Raw records.
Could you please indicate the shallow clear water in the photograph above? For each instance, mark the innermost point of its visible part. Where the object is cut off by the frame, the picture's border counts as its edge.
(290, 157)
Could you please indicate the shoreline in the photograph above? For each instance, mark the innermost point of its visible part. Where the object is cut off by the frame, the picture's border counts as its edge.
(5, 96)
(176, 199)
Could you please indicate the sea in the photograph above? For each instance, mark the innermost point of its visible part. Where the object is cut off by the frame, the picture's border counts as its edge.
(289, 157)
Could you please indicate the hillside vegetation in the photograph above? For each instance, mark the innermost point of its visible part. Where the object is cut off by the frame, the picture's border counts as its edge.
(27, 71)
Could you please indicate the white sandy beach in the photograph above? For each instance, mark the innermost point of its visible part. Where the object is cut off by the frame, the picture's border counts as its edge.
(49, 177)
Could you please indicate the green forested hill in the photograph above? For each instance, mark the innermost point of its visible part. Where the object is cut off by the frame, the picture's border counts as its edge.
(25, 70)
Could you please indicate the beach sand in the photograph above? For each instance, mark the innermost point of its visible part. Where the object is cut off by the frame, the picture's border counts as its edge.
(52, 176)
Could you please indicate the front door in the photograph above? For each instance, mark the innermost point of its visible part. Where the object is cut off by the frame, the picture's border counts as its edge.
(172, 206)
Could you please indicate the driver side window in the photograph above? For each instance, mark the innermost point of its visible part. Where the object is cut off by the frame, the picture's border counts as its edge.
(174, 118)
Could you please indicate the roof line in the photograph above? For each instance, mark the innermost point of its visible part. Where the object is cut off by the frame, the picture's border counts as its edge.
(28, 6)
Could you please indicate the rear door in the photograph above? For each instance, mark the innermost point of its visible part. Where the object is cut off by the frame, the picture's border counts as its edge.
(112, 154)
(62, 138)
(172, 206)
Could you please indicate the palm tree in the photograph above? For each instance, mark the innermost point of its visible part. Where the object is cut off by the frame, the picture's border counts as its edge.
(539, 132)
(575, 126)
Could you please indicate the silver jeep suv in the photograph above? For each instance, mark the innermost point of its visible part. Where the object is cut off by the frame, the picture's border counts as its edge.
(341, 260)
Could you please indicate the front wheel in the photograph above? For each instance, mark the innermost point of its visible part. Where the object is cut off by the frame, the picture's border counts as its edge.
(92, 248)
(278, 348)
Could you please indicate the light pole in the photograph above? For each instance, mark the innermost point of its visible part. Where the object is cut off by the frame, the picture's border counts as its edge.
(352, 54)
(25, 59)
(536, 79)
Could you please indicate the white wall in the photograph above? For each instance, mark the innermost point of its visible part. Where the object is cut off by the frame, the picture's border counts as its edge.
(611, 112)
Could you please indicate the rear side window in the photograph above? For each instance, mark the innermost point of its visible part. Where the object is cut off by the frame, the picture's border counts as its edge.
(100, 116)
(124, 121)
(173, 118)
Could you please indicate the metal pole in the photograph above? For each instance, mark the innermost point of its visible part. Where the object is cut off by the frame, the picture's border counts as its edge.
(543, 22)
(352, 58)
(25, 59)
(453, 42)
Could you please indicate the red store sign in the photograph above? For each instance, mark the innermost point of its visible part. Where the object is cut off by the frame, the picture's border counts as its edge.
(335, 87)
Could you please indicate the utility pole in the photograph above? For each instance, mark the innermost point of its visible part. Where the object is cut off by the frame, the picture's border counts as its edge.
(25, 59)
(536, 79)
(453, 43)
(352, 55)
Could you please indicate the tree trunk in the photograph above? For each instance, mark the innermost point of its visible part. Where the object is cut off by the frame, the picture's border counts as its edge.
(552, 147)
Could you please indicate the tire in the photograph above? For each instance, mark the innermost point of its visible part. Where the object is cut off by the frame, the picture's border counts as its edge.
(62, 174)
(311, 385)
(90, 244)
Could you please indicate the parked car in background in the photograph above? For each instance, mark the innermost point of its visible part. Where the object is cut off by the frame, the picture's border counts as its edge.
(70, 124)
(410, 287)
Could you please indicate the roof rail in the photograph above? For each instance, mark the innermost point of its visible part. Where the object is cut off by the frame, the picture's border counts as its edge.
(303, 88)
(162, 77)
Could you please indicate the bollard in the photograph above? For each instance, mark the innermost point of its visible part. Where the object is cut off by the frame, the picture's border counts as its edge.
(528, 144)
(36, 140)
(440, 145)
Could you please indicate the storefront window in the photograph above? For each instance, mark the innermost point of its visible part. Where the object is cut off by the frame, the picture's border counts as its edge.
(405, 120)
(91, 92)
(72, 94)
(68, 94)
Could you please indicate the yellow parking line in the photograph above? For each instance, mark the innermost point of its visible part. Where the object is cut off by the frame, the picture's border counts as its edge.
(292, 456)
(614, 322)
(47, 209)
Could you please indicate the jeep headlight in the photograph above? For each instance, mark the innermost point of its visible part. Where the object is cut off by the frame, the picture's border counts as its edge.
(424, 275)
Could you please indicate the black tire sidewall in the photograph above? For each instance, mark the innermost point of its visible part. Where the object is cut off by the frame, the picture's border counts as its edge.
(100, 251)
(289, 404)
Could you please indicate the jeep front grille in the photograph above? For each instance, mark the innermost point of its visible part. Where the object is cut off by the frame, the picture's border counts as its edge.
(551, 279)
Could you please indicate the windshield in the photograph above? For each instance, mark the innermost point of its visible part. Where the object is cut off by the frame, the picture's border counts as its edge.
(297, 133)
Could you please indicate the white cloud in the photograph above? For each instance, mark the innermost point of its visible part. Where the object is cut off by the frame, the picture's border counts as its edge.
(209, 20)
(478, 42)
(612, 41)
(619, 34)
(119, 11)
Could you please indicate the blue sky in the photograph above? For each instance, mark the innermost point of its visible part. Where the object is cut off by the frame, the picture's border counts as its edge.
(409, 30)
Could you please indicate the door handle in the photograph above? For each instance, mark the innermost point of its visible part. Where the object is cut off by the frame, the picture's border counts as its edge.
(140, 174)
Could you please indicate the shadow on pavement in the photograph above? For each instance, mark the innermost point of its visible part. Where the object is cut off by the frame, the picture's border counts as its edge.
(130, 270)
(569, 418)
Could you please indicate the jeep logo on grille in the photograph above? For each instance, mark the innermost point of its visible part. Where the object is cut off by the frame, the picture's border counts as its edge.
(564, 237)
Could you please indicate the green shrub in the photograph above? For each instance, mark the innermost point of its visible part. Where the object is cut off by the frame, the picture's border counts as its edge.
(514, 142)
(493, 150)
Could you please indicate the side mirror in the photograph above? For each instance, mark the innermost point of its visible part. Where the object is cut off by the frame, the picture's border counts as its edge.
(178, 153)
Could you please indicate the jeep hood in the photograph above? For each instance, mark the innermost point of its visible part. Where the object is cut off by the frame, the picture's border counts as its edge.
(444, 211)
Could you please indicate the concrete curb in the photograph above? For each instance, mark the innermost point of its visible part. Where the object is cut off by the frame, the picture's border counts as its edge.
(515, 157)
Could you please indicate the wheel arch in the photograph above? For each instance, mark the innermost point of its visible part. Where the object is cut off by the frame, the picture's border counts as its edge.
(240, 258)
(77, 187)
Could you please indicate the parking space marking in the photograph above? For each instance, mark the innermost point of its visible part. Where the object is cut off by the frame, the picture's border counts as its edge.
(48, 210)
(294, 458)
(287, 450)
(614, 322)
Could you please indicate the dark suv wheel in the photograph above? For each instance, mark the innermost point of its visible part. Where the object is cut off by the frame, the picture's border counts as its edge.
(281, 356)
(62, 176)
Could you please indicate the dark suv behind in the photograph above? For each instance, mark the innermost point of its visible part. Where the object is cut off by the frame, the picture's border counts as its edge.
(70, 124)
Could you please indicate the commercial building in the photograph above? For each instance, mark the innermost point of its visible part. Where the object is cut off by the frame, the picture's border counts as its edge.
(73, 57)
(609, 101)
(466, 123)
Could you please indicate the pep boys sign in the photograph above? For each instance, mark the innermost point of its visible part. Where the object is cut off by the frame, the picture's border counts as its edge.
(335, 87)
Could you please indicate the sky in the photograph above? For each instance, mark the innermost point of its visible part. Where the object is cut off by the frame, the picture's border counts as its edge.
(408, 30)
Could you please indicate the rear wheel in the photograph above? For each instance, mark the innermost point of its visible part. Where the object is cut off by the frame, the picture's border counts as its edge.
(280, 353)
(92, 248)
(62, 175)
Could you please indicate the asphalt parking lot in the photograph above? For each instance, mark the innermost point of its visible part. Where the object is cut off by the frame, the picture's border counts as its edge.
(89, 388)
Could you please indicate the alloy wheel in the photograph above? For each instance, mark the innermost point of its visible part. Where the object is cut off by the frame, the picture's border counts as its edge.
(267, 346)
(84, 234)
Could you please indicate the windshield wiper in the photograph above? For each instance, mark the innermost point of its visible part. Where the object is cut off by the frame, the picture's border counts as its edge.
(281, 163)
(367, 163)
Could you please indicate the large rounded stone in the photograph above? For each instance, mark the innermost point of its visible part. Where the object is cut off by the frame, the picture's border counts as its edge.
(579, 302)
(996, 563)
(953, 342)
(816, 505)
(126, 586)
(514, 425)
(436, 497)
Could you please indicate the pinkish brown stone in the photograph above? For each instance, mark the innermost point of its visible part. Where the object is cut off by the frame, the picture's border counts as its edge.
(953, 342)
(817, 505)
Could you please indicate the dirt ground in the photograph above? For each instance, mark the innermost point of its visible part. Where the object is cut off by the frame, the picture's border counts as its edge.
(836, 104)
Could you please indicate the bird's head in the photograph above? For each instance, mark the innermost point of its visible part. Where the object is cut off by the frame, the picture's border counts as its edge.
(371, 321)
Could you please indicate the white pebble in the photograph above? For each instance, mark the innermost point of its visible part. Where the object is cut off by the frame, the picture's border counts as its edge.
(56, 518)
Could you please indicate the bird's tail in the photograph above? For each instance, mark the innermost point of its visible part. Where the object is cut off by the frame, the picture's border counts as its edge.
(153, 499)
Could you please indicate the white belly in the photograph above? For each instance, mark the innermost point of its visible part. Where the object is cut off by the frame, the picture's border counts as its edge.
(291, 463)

Problem description.
Your output consists solely of the lines from the one with "Could you please indicate the alloy" through the last line, copied exactly.

Solution to the problem.
Could you please indicate the alloy wheel in the photograph above? For each instance, mark the innermost point of its visible part. Where the object is cut off by the frame, the picture's border counts as its edge.
(267, 346)
(84, 234)
Could you please indicate the windshield wiper in the photograph above? For each instance, mark the innermost point of its visible part. Where the object is cut off by the frame, the picture's border counts as its edge.
(281, 163)
(367, 163)
Could you please indicate the large rounded stone in the photograph above? For each instance, mark the innermost point of its visible part. Where the object is cut off by the frame, the picture's border counts as its edge.
(579, 302)
(996, 563)
(953, 342)
(816, 505)
(126, 586)
(514, 425)
(436, 497)
Could you please indicate the pinkish brown stone in the photograph above? For each instance, mark the innermost point of its visible part. Where the object is cut off by the frame, the picture's border counts as its edge.
(953, 342)
(817, 505)
Could you please indicate the dirt ground in the photograph above? For each instance, mark the innermost point of its visible part. Where the object is cut off by the frame, the picture's border counts as its edge.
(836, 104)
Could you please indicate the bird's head in the photograph above? For each instance, mark the innermost point of its visible part. Where the object is cut off by the frame, the picture's border counts as its edge.
(371, 321)
Could you please indicate the white pebble in the photograph above? For each instance, mark the innermost point of its visible part. Where the object is cut off by the frame, the picture's border counts as its edge.
(56, 518)
Could you please indicate the bird's tail in the photograph above? For each instance, mark the innermost point of its visible part. Where the object is cut off by the frame, the picture's border counts as its edge.
(153, 499)
Could you please indicate the white belly in the photograph above? For each instance, mark the innermost point of its visible part. Where the object is cut off by the frame, the picture's border counts as its edge.
(291, 463)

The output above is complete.